Work required:
Please rewrite every item below, swapping "instance" for "occurrence" and changing nothing else. Leave out the pictures.

Input:

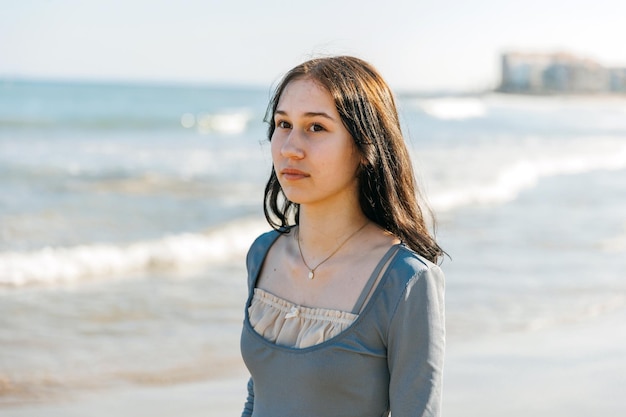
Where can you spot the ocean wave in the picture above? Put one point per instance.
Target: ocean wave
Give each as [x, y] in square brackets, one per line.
[73, 264]
[525, 174]
[226, 122]
[453, 108]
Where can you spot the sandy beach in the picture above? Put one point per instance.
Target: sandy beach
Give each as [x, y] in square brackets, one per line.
[576, 369]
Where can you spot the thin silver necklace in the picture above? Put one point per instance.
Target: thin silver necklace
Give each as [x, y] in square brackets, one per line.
[312, 270]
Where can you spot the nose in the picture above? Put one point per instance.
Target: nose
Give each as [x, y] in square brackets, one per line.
[292, 146]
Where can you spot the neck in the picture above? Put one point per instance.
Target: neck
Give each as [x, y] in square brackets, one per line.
[321, 231]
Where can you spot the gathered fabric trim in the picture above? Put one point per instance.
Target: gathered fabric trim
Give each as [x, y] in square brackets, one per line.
[288, 324]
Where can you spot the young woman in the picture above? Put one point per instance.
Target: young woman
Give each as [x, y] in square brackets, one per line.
[345, 314]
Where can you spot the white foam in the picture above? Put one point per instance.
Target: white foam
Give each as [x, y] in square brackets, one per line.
[453, 108]
[63, 265]
[227, 122]
[525, 174]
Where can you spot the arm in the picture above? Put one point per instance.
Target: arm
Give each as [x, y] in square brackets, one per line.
[249, 406]
[416, 343]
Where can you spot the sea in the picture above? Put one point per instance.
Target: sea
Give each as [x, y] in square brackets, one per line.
[126, 211]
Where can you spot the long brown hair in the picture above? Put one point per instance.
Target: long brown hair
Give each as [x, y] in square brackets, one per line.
[388, 194]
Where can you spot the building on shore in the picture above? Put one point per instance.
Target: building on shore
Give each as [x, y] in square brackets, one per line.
[558, 73]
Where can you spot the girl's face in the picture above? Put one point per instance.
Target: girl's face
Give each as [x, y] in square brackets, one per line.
[314, 156]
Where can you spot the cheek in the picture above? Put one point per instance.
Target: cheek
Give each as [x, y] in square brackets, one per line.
[275, 146]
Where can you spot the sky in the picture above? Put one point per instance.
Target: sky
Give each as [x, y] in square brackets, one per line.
[416, 44]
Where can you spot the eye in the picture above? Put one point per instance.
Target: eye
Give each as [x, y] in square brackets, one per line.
[315, 127]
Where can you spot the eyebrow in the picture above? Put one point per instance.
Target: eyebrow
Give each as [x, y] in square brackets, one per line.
[309, 114]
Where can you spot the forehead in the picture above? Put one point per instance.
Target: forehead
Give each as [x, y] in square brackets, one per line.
[305, 93]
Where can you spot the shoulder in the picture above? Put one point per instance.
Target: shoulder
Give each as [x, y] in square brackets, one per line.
[410, 264]
[408, 270]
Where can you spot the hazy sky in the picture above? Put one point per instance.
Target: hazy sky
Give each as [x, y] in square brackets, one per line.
[416, 44]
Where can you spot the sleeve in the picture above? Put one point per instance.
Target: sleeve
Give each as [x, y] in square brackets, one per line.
[416, 344]
[249, 406]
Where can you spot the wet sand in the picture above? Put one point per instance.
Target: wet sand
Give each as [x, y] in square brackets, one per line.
[576, 369]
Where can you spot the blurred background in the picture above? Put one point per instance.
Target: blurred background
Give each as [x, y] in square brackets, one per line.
[133, 158]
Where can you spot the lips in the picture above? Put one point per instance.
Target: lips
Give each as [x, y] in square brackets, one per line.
[293, 174]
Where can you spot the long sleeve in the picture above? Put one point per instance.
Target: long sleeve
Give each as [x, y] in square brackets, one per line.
[249, 406]
[416, 344]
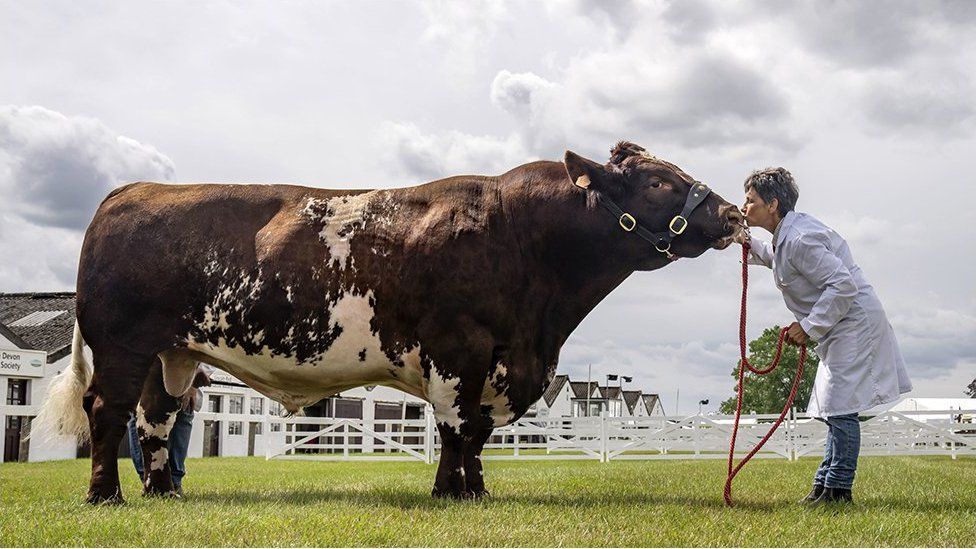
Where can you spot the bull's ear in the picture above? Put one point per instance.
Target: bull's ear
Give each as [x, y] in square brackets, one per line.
[584, 173]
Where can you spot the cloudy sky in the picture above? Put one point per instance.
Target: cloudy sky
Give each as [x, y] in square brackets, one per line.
[871, 105]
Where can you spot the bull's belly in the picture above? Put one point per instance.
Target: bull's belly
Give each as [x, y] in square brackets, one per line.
[354, 359]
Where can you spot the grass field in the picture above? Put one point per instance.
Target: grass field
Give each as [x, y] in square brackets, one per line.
[901, 501]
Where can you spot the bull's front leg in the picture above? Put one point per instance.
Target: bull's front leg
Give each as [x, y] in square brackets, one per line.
[450, 481]
[473, 472]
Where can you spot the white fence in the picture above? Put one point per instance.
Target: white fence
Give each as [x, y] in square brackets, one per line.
[947, 432]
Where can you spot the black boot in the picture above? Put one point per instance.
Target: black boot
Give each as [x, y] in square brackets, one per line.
[813, 495]
[831, 496]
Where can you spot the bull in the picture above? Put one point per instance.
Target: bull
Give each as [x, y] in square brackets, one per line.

Task result:
Where can you spot the ocean wave in the picture above? Put one point per occurrence.
Target: ocean wave
Give each as [x, y] in square brackets, one per line.
[73, 264]
[525, 174]
[226, 122]
[453, 108]
Where can you spot the sandy beach in the picture above? Put one point per occurrence.
Target: sandy beach
Give each as [x, y] in square brackets, one per line.
[576, 369]
Where can you spot the thin silver necklace in the picture above? Put one point per occurrence.
Target: thin silver necklace
Give each as [x, y] in square brackets, one per line.
[312, 270]
Where can you spot the nose in the picture above? Put one point per occurrence.
Target: nose
Give each as [x, y] in square brackets, one per line.
[292, 146]
Where can you spot the neck in the picture above? Put one point per occurrence.
Target: neck
Give each as [x, y] in square brackets, one per line.
[321, 231]
Where can you spot the gathered fabric trim in the picture above? Put one point per occurrence.
Target: gathered fabric trim
Give each as [x, y] in square brackets, one per line.
[288, 324]
Where can you spot the young woman in the picture above? Put one point per occurrence.
Target: young woman
Give each as [x, y] in square brackets, one per line.
[345, 314]
Where can you spot the white foam in the picture above? Put one point per occurrence.
Target: white foam
Give each as [x, y] in square brackets, one per line.
[453, 108]
[63, 265]
[227, 122]
[525, 174]
Where can you spot the arm in the picture above? Put one point per occurrence.
Target: arm
Give each as [x, y] in square brackets, one per line.
[249, 406]
[416, 343]
Where can you spot the sea in the picture above? Put one point per occurrence.
Target: sea
Give each as [x, y] in square brackets, one per line.
[126, 211]
Where can you spot the long brown hair in the picture above? Put one point per occurrence.
Target: long brown hair
Give each as [x, y] in square brackets, one per line.
[388, 194]
Where can you spot the building on shore in the picture above? Put one point per occurrence.
Target: building on shore
Give each as [x, y] in square brackets, one per line.
[558, 73]
Where can you spot the girl's face in the picture above? Put one point per occurrence.
Target: girl's face
Give each as [x, y] in square brackets, one per line.
[314, 156]
Where can you spot the cheek in the picture above? Put one point per occurrence.
Target: cheek
Give each as [x, y] in square brackets, one per line.
[275, 146]
Where can you spot the sky in the picture above? Put one point per occurrence.
Target: sky
Give each as [x, y] in square brackets, one per line.
[416, 44]
Where can you spot the eye in the picture above? Put one point per occurrence.
Target: eye
Give each as [x, y] in square brackets, one per line.
[315, 127]
Where can you spot the eyebrow in the picture above? Put one point per occurrence.
Target: eyebrow
Give each as [x, y] in square brackets, one per line.
[309, 114]
Where can you spot the forehead in the picture above? Put one point per occurrence.
Target: forehead
Give each as [x, y] in square brackets, one per line.
[305, 93]
Where can you spot the shoulder in the picture above? Put one point per occurrence.
Target: shoulder
Give each as [x, y] in square brackets, one per line.
[410, 264]
[408, 270]
Where can you spot the hazy sky in the picture above? Put one point per occurrence.
Target: hazy sky
Give each as [x, y] in square brackets, one per line.
[416, 44]
Where can you spot the sleeve in the picture above? Put one point per occurrence.
Target: sleeve
Give each as [x, y] in square brackets, one per line.
[416, 344]
[249, 406]
Where can you spot the wet sand in the picture above? Put one point per occurrence.
Target: wet sand
Give each as [x, y] in square brackets, one per line.
[576, 369]
Where can you spot the blurred background in the picture above? Put one point per occurrence.
Target: blurred background
Give each as [x, y] in square brackets, one per line.
[133, 158]
Where can you spot the lips in the picture above? Put one point per occurrence.
Target: lips
Give each as [x, y] in square brackets, one per line.
[293, 174]
Where can you spot the long sleeve in the picture above? Put one point per occurrence.
Target: long sleeve
Give each as [x, y] in square brackets, one per line.
[249, 406]
[416, 344]
Where can you spot the bull's ear in the picture above? Put one point per occurrence.
Target: bull's ear
Give each as [x, y] in square brackets, one per line.
[584, 173]
Where can you spot the cloudy sky in the picture above? Put one point per occurrence.
Target: cloudy sky
Give each as [x, y] in square brackets, one per line.
[871, 105]
Where can you spot the bull's belly in the picture above? Put one point per occurrence.
Target: bull's belly
Give each as [x, y] in square brackets, one per line.
[354, 359]
Where can you spot the grass field in the picture above? Put one point per occurrence.
Target: grass field
Give each as [x, y] in square brackets, one per line.
[901, 501]
Where can you spot the bull's front leg in the picture above? Put one point per occurrence.
Target: bull's front leg
Give each as [x, y] in square brackets, one per line.
[450, 481]
[473, 472]
Where can you spot the white fence in the picture above? Put one point per occurrence.
Target: white fence
Give each as [x, y] in square brackets, one per line.
[947, 432]
Where can you spot the black boot in the picture above? Put one point per occurrence.
Target: black boot
Give each as [x, y] in square brackets, one per line.
[813, 495]
[831, 496]
Where can you spot the bull in the picture above? Put one point per occurrence.
Target: bull
Give each as [x, y] in square brackets, one per line.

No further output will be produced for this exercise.